* SELECTED EXCERPT *
********
The 168 Hour Work Week

Now after much procrastination (big word used, don’t know if it spelt correclty, i know the meaning though) I finally begin to pen down my thoughts. Now about the title, no this is not some super smart stuff, take 24 and multiply it by 7 and there you are 168. 
 
My close friends and family would know (well almost everyone would know as I bragged so much about it, updated FB and LinkedIn with my new cool designation) that I have recently stepped out of corporate world (after 13 years of slog) and decided to step into the world of self employment. 
 
So what was the trigger for the step, well don’t know, it was complicated, was it the mundane nature of job, was it no work at office, was it enough of faking to work or was it genuinely the coolness of being a self-employed professional. Grass definitely looked greener on the other side and with the assurance from a lot of past bosses that they would recruit me if i decide otherwise i took the plunge on 1st Oct 2014 when i jumped into the uncertain world of self-employment. 
 
Having been pampered for over 13 years by great organizations like Unilever and Citi where everything was taken care of, i was not out, in a non-air conditioned office (winter setting in now so no need to worry for the next 6 months-we will cross this bridge when we get to it).
 
So what has changed? Well a lot.
********
* ENTRIES SHOWN *
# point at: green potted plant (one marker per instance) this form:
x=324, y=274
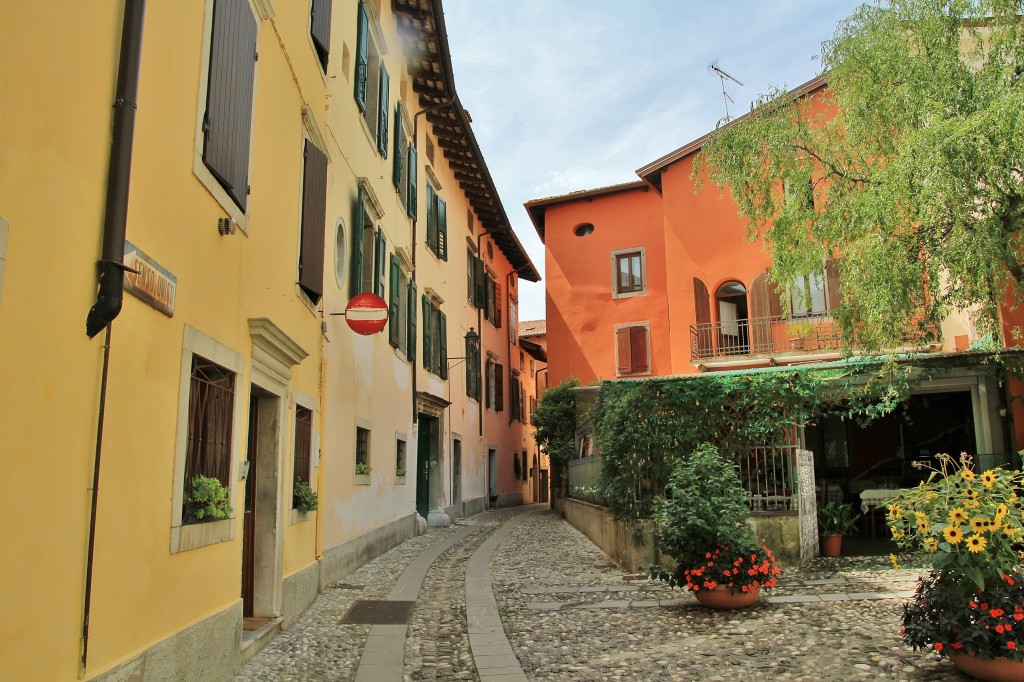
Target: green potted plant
x=206, y=500
x=700, y=524
x=971, y=604
x=304, y=498
x=835, y=520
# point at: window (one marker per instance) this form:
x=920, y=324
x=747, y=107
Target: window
x=320, y=30
x=496, y=385
x=633, y=349
x=399, y=457
x=303, y=448
x=807, y=296
x=473, y=379
x=226, y=120
x=211, y=403
x=372, y=82
x=361, y=448
x=628, y=272
x=313, y=217
x=436, y=224
x=434, y=339
x=401, y=322
x=493, y=293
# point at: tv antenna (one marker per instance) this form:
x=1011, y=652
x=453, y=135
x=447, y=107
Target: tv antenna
x=713, y=68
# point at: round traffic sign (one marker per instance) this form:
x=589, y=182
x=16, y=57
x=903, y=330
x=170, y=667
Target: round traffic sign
x=367, y=313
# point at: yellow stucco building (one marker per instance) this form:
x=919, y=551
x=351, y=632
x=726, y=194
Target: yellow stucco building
x=252, y=164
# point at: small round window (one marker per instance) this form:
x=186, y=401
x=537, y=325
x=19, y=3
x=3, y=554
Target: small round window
x=339, y=254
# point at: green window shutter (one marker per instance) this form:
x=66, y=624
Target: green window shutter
x=411, y=311
x=441, y=229
x=380, y=269
x=413, y=169
x=480, y=297
x=355, y=271
x=431, y=219
x=442, y=342
x=427, y=350
x=399, y=147
x=382, y=113
x=393, y=314
x=361, y=57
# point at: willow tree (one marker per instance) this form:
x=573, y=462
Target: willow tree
x=909, y=171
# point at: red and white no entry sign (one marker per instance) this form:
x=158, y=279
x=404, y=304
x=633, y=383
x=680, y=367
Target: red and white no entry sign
x=367, y=313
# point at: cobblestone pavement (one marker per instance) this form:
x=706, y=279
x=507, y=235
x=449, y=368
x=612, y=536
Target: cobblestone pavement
x=570, y=613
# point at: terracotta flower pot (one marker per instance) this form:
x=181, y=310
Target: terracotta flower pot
x=724, y=598
x=832, y=544
x=991, y=670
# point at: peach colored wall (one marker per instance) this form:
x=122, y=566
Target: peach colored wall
x=581, y=313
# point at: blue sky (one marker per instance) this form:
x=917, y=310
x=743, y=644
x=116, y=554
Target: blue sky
x=577, y=94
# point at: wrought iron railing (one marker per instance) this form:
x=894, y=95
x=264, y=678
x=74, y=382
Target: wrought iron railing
x=764, y=336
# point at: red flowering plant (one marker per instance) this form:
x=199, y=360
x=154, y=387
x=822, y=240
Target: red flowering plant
x=700, y=524
x=971, y=526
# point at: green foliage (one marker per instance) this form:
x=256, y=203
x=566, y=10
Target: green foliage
x=208, y=499
x=837, y=518
x=918, y=179
x=305, y=498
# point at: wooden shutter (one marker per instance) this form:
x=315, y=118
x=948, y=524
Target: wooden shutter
x=638, y=349
x=441, y=229
x=499, y=387
x=413, y=169
x=427, y=324
x=623, y=355
x=380, y=268
x=320, y=29
x=227, y=121
x=355, y=273
x=383, y=110
x=393, y=331
x=399, y=147
x=442, y=343
x=411, y=313
x=313, y=217
x=361, y=57
x=833, y=298
x=431, y=219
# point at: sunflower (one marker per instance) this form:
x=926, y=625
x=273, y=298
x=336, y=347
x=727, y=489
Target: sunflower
x=953, y=535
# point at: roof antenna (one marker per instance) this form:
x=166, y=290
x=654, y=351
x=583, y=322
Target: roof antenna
x=713, y=68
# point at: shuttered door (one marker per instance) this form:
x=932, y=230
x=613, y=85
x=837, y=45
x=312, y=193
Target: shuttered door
x=227, y=121
x=313, y=217
x=393, y=332
x=320, y=29
x=361, y=57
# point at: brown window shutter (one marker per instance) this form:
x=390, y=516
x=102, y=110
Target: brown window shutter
x=638, y=349
x=833, y=298
x=623, y=355
x=499, y=387
x=313, y=217
x=227, y=120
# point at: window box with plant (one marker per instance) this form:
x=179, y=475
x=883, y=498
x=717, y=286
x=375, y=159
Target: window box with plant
********
* STATED PROBLEM A *
In the 168 Hour Work Week post, on what date did the writer move into self-employment?
* STATED PROBLEM B *
Pick up the 168 Hour Work Week post after its last line and write what comes next.

* ANSWER A *
1st Oct 2014

* ANSWER B *
Dress up or Dress Down: (First check out my pic: Yes I can dress like that to work-in bold deliberately) First and foremost is my attire. I wore a suit and a tie almost every day in the past three years and there was a lot of weightage and eager waiting for the Friday dressing. Now all my suits are hanging in the closet and i can dress up in jeans everyday (any corporate guy’s dream) but somehow i don’t feel comfortable as i don’t look intellectual, look like any other guy, i don’t stand out. So after two weeks of wearing denims, today i am actually wearing formals in office (standing out but not fitting in to the fashion house office). Hint: I might put my suits up for sale on OLX or Quikr.
 
Email Culture: What sort of weird place is this? no one sends emails or reads emails. I used to get close to 300 emails a day and i was efficient in either replying to them, or forwarding them to my team of filing them in the right folder with follow up flags, reminders, calls, fix meetings etc. and i was done for the day when all emails are taken care of (felt great just like you would not leave a game halfway and would leave only when the last bowl is bowled lest someone says that you missed out on the fun). I sent an email to a cloth vendor with my order and assumed that the same was done, now one week later the vendor confirmed that there is not order and no cloth ready (bloody unprofessional, does not check mails, so what if he sits in a small shop in Chanadni chowk, he should check emails, does he not believe in working). Well maybe i will change.
 
Punctuality and Meetings: All corporate employees (including me in the past) take pride in arriving in time or before time for meetings and earn brownie points from their bosses, super bosses. I also arrived for my last 4 meetings here on time which ended up being 2-3 hours early on an average. No value for anybody’s time, no courtesy to inform if they are getting late or cancelling the meeting. I will stop working with such people (or can I?). I sure don’t know stuff.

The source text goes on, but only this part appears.